Selon l’enquête, il y a aujourd’hui au Québec de nouveaux médecins qui quittent le système public presque immédiatement après avoir obtenu leur diplôme.
Au Québec, il existe trois catégories de médecins : ceux qui pratiquent à l’intérieur du système (les engagés), ceux qui pratiquent à l’extérieur du système, mais qui facturent le système (les désengagés), et ceux qui sont complètement en dehors du système (les non participants).
Le Québec a été la dernière province à adopter l’assurance maladie en 1968, face aux objections véhémentes des médecins, en particulier des spécialistes.
Les spécialistes québécois qui s’opposaient à l’assurance maladie ont fait la grève en 1970, puis ont été contraints de reprendre le travail. Pour calmer le jeu, le gouvernement québécois a proposé une approche nouvelle et unique.
Ce qui a créé trois catégories de médecins. Les médecins peuvent travailler avec la Régie de l’assurance maladie du Québec (RAMQ) ou se retirer de la facturation de l’assurance maladie — sauf qu’ils doivent facturer des tarifs publics pour que les patients puissent être éligibles à un remboursement. Les médecins qui ne souhaitaient aucune restriction en matière de facturation entraient dans une troisième catégorie, restant totalement en dehors du système public — mais leurs patients ne pouvaient pas faire de demande de remboursement auprès de la RAMQ.

● DONNÉES ENREGISTRÉES:
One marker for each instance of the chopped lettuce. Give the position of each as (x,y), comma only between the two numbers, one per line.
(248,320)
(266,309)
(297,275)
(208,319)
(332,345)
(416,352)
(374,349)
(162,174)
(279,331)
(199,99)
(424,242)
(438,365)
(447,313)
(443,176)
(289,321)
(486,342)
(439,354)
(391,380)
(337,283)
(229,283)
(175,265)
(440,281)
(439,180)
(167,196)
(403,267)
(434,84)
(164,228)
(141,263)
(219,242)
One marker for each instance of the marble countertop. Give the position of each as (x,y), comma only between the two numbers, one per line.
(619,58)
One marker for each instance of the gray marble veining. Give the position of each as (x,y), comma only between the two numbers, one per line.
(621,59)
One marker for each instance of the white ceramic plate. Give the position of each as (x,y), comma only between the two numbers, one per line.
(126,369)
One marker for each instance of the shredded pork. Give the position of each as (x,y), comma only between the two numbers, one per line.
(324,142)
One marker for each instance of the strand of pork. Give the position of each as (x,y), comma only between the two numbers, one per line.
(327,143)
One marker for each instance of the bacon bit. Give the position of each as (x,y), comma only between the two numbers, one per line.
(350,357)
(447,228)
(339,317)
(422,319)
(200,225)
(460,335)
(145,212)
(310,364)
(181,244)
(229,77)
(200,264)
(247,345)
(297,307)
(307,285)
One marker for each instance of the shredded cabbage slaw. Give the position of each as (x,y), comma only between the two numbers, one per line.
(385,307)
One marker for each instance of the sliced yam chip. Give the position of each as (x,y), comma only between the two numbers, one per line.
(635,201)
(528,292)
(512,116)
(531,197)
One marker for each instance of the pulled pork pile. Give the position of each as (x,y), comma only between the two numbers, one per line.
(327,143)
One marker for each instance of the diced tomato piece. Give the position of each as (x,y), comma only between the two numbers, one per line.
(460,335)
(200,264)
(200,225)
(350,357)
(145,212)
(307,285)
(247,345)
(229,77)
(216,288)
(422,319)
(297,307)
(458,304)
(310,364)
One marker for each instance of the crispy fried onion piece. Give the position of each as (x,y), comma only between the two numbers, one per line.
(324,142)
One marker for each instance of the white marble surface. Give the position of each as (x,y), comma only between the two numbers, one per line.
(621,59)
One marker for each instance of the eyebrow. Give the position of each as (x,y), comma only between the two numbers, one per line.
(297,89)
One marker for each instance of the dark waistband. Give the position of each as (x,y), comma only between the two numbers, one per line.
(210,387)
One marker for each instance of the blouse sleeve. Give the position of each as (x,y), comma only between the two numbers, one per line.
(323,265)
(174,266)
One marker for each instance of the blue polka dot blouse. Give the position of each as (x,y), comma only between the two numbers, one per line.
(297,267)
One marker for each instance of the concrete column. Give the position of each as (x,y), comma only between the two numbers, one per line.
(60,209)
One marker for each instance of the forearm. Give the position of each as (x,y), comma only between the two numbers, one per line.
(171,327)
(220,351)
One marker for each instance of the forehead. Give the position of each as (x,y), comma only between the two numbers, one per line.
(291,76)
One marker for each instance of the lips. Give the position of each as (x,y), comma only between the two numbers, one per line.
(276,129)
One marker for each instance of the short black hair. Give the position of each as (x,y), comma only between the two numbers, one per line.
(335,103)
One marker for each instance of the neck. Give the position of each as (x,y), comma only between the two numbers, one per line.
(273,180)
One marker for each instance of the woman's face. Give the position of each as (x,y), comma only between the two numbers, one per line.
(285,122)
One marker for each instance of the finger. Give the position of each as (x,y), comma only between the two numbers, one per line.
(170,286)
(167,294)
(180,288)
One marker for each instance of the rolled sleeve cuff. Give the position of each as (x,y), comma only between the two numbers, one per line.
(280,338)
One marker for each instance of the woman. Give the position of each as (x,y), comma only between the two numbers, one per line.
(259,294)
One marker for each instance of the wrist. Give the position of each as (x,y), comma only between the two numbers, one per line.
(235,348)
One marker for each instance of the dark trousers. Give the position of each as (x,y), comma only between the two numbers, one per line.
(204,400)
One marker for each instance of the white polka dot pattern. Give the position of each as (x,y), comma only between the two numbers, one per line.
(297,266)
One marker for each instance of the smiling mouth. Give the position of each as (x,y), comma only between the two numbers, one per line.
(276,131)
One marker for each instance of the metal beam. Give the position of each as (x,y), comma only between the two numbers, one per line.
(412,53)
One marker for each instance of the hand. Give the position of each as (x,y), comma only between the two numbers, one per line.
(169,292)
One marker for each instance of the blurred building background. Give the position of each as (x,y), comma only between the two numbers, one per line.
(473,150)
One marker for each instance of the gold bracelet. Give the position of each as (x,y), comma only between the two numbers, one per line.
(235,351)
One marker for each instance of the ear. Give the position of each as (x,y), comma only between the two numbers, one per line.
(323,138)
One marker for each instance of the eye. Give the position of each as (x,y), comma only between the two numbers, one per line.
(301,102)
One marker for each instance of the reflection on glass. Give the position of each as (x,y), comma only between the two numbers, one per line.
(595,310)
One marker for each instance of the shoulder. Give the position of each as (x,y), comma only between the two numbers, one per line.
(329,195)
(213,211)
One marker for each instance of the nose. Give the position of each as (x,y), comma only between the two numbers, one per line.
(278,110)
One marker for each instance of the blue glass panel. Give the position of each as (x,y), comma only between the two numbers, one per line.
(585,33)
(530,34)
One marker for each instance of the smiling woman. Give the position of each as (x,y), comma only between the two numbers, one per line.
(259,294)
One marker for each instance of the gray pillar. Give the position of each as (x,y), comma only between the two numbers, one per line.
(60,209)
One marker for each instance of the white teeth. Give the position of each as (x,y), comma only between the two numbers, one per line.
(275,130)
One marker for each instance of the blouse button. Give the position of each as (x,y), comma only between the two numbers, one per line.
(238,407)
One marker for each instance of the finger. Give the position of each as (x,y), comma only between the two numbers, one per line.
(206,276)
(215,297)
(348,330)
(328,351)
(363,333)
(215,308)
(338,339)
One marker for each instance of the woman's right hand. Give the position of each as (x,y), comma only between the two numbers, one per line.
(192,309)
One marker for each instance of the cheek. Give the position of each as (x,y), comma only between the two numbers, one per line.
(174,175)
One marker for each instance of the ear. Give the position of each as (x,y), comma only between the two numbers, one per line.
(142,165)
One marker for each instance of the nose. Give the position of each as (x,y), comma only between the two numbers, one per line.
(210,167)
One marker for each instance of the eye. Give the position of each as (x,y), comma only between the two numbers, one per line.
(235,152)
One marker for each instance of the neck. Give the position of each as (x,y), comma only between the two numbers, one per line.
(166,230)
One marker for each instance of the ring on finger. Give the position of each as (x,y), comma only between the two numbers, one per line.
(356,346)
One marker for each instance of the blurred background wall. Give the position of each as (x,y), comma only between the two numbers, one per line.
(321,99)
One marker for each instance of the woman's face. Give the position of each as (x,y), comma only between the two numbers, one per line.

● CONSIGNE: Pour chaque affirmation, dites s'il vous plaît si elle concorde avec le texte sur les médecins du Québec, en répondant par oui ou non et en citant les mots décisifs du texte. (a) Le Québec a été la première province à adopter l'assurance maladie. (b) Des spécialistes québécois opposés à l'assurance maladie ont fait la grève en 1970. (c) Les patients des médecins restés totalement en dehors du système public pouvaient demander un remboursement à la RAMQ.

● RÉPONSE:
(a) Non : « Le Québec a été la dernière province à adopter l’assurance maladie en 1968 »
(b) Oui : « Les spécialistes québécois qui s’opposaient à l’assurance maladie ont fait la grève en 1970 »
(c) Non : « mais leurs patients ne pouvaient pas faire de demande de remboursement auprès de la RAMQ »